WHAT YOU SHOULD DO >>
Below is some material. Copy out each line of it that contains the string "hillside", matching case exactly.

AVAILABLE DATA >>

= = = = =

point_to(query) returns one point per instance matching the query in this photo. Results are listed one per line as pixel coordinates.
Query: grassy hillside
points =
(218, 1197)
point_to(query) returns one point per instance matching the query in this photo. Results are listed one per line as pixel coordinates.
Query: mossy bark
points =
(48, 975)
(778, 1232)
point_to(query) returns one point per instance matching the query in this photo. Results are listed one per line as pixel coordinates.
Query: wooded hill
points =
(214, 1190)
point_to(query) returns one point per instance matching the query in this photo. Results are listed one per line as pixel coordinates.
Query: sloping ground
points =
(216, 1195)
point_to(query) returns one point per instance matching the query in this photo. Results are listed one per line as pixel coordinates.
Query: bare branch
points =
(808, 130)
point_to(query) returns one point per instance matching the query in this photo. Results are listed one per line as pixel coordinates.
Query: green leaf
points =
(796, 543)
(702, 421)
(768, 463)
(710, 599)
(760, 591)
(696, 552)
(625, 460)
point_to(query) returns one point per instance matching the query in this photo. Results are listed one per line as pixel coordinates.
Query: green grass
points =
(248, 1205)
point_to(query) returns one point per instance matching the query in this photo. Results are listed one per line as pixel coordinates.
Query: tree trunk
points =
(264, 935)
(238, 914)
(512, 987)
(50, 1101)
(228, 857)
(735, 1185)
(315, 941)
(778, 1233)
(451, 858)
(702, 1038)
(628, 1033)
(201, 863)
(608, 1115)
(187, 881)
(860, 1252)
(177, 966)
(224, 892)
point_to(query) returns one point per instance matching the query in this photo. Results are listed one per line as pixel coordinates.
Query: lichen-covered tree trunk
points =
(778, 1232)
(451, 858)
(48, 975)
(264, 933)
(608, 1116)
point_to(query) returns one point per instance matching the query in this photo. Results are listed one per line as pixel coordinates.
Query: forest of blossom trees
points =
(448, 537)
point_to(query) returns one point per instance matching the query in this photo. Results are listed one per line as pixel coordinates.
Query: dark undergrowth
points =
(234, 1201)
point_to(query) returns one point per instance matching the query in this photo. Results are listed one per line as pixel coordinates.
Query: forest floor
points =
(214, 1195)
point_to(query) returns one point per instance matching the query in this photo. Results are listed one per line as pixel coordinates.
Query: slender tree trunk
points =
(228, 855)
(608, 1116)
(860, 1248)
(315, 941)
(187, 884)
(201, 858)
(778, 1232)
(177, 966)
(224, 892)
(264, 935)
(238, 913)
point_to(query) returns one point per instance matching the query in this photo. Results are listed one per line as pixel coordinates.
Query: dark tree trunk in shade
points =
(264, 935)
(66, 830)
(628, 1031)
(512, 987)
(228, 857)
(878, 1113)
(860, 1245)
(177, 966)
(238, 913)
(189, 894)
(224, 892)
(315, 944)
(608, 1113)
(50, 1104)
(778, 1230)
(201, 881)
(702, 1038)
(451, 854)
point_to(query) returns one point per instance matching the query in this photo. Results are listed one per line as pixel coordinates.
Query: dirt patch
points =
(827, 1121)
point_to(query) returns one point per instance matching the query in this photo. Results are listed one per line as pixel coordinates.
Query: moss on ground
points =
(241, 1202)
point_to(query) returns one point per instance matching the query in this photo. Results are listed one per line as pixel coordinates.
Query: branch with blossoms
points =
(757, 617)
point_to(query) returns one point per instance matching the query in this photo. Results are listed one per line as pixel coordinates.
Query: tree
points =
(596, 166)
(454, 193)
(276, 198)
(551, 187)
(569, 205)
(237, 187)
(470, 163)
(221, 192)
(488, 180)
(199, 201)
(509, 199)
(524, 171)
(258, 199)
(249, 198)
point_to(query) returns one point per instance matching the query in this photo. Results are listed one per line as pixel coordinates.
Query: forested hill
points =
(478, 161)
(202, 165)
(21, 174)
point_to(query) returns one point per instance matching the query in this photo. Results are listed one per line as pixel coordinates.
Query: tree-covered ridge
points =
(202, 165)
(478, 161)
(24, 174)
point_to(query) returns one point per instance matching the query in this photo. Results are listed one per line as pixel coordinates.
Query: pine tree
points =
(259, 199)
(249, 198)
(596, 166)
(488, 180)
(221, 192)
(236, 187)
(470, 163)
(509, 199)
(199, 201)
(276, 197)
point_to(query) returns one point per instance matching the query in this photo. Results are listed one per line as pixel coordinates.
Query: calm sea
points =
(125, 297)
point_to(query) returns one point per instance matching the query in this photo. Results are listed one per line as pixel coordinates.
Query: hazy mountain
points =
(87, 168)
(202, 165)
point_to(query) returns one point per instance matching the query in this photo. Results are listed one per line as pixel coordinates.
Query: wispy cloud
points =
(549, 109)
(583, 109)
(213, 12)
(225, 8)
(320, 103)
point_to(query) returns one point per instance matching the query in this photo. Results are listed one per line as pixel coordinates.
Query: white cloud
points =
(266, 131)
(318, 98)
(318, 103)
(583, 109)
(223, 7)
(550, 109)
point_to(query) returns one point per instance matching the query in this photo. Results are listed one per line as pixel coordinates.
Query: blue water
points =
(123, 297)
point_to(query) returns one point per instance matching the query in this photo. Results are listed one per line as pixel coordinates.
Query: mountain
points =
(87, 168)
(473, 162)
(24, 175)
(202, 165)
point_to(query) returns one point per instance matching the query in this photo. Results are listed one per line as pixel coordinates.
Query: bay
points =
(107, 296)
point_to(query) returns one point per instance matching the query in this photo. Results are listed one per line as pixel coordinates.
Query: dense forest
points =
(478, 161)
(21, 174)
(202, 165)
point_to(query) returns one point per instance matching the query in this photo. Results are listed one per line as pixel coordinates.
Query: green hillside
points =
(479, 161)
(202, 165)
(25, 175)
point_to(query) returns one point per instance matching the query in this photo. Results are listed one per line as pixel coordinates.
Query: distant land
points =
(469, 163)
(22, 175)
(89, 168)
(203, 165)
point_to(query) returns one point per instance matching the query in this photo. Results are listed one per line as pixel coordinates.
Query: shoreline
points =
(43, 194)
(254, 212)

= = = = =

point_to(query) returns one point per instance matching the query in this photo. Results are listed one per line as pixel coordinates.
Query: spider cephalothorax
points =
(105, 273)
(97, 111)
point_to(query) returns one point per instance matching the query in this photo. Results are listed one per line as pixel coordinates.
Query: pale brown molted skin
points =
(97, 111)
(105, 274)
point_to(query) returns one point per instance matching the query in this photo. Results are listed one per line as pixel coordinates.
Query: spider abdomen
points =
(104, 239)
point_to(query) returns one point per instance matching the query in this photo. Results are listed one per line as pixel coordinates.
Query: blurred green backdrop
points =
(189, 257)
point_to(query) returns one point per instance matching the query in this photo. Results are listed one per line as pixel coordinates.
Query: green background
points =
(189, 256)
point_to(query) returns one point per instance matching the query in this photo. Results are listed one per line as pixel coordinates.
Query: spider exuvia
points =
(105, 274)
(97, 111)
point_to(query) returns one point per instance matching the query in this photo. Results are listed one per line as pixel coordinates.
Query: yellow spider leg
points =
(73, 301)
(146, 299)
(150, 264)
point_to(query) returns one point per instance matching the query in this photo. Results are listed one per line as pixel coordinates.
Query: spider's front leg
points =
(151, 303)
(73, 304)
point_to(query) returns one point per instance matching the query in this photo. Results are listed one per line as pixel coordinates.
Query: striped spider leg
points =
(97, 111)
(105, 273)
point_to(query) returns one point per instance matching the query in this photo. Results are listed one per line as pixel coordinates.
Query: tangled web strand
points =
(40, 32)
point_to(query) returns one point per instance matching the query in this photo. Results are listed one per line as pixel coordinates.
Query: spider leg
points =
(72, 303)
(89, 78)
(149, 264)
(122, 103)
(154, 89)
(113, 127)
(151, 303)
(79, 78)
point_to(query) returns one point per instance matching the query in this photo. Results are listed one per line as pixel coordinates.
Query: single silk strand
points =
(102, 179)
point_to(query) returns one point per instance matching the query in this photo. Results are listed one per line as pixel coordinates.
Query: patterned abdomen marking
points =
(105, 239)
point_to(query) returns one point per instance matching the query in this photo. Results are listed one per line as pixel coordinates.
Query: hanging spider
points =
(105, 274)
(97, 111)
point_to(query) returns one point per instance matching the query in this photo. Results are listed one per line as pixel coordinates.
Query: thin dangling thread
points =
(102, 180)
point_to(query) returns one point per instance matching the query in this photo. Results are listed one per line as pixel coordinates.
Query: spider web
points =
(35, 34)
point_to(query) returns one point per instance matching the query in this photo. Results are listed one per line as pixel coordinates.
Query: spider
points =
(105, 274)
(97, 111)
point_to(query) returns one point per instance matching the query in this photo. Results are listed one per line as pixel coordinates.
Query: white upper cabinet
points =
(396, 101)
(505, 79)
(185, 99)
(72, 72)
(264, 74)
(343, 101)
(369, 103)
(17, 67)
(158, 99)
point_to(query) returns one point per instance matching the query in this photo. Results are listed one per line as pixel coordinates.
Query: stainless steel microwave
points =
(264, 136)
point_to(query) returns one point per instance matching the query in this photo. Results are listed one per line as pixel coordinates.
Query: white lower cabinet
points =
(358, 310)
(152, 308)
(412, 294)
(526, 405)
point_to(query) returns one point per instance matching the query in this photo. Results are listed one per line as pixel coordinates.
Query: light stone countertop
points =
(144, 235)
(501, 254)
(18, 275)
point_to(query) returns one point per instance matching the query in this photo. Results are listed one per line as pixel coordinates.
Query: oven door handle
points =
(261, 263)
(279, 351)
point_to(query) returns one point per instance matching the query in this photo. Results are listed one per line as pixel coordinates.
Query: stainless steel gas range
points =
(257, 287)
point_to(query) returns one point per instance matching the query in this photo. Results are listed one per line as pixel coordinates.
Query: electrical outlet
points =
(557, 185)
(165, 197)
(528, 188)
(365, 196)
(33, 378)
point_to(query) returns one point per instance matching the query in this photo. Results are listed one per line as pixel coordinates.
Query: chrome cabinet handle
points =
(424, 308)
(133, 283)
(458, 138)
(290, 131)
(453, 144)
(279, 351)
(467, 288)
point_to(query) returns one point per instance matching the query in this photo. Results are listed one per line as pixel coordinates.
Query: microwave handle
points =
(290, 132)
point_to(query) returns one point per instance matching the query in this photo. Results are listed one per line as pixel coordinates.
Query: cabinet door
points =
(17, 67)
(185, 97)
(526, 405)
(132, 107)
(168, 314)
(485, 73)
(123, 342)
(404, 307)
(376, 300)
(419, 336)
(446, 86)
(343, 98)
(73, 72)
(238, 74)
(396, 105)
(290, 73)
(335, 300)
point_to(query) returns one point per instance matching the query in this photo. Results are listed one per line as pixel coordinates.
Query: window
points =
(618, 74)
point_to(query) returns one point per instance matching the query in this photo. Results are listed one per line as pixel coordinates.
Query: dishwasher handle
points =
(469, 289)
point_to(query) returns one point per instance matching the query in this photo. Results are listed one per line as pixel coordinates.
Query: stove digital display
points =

= = = = =

SOLVED PROBLEM >>
Query: grassy hillside
Query: green hillside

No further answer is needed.